= WORK TO DO =
Please convert the rows below into a numbered list with one line per item, leaving out any blank lines.
** START INFORMATION PROVIDED **
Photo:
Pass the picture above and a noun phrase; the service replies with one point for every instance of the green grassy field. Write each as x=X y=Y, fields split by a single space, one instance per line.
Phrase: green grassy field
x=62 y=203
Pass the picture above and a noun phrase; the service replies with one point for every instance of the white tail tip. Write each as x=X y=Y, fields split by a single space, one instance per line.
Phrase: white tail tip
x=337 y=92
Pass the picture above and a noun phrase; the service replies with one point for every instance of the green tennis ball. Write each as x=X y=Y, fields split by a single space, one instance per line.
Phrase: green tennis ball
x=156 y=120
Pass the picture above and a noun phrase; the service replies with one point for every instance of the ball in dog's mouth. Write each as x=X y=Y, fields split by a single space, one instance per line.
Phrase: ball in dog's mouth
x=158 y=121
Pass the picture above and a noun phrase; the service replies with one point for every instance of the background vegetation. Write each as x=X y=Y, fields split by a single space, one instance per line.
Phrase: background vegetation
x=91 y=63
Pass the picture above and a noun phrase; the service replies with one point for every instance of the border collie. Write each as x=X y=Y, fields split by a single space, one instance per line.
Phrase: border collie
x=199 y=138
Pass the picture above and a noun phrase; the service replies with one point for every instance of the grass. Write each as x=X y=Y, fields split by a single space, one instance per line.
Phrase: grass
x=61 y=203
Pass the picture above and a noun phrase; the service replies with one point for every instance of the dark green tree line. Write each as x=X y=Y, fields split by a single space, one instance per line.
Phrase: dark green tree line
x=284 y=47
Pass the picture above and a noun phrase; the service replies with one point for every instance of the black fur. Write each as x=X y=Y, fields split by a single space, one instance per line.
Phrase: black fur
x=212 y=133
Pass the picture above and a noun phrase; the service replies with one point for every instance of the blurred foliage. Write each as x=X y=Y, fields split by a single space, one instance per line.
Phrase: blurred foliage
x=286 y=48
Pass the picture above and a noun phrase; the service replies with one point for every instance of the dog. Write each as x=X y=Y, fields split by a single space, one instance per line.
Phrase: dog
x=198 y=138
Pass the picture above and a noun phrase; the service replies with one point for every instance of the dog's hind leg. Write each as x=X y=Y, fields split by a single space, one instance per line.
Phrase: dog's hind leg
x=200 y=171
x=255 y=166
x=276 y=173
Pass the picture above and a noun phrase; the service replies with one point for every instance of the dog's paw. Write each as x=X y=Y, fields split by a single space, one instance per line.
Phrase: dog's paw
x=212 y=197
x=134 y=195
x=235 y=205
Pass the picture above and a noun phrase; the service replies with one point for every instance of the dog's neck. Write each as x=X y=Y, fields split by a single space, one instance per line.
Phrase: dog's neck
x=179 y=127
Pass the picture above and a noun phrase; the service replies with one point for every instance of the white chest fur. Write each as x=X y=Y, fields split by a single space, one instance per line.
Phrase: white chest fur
** END INFORMATION PROVIDED **
= FINAL RESULT =
1. Photo:
2. Pass the picture above and a noun phrase; the service replies with one point for every instance of the green grassy field. Write each as x=X y=Y, fields split by a single space, one instance per line.
3. Phrase: green grassy field
4. x=62 y=203
5. Pass the picture above and a noun phrase; the service replies with one point for every instance of the white tail tip. Write each as x=X y=Y, fields split by a single space, one instance per line.
6. Phrase: white tail tip
7. x=337 y=92
8. Pass the picture above and a noun phrase; the service replies with one point for every instance of the green tennis ball. Write each as x=X y=Y, fields split by a single space, one instance per line.
9. Phrase: green tennis ball
10. x=156 y=120
11. Pass the picture above and a noun phrase; the service replies with one point for every instance of the ball in dog's mouth. Write each as x=X y=Y, fields split by a single space, one instance per line.
12. Phrase: ball in dog's mouth
13. x=158 y=121
14. Pass the picture above and a noun phrase; the service replies with one point for every instance of the background vegetation. Write each as x=X y=Y, fields split by a single space, one instance per line.
15. Phrase: background vegetation
16. x=91 y=63
17. Pass the picture above and a noun phrase; the service replies with one point for every instance of the border collie. Write each as x=X y=Y, fields split by a single space, one instance per line.
18. Phrase: border collie
19. x=199 y=138
20. Pass the picture above and a noun phrase; the service replies with one point for every instance of the grass. Write each as x=X y=Y, fields split by a single space, one instance per line.
21. Phrase: grass
22. x=61 y=203
23. Pass the picture above and a noun phrase; the service replies with one point for every instance of the dark green tree line. Write each as x=X y=Y, fields split by a single space, one instance per line.
24. Phrase: dark green tree line
25. x=284 y=47
26. Pass the picture above and a noun phrase; the service replies with one point for every instance of the black fur. Write each as x=X y=Y, fields split by a single space, one instance per line.
27. Phrase: black fur
28. x=212 y=133
29. Pass the picture above and a noun phrase; the service replies with one point for every instance of the blurred foliage. Write each as x=X y=Y, fields split by a single space, one instance per line.
30. Phrase: blurred foliage
31. x=286 y=48
32. Pass the picture above and a noun phrase; the service replies with one point for every instance of the dog. Write each as x=X y=Y, fields split by a single space, one instance per line.
33. Phrase: dog
34. x=198 y=138
35. Pass the picture above and a noun phrase; the service replies with one point for every instance of the dog's hind leg. Write each as x=X y=Y, fields split by a single space, one instance per line.
36. Phrase: dog's hind leg
37. x=200 y=171
38. x=255 y=166
39. x=276 y=173
40. Pass the picture above and a noun phrase; the service replies with one point for every instance of the dog's paw. Write each as x=X y=Y, fields split by a single space, one instance per line.
41. Phrase: dog's paw
42. x=212 y=197
43. x=134 y=195
44. x=235 y=205
45. Pass the picture above and a noun phrase; the service replies with one point for every instance of the dog's neck. Write each as x=X y=Y, fields split by a single space, one instance per line.
46. Phrase: dog's neck
47. x=179 y=127
48. Pass the picture above and a noun phrase; the service replies with one point for every instance of the white chest fur. Write each as x=X y=Y, fields split by a single space, one instance per line.
49. Phrase: white chest fur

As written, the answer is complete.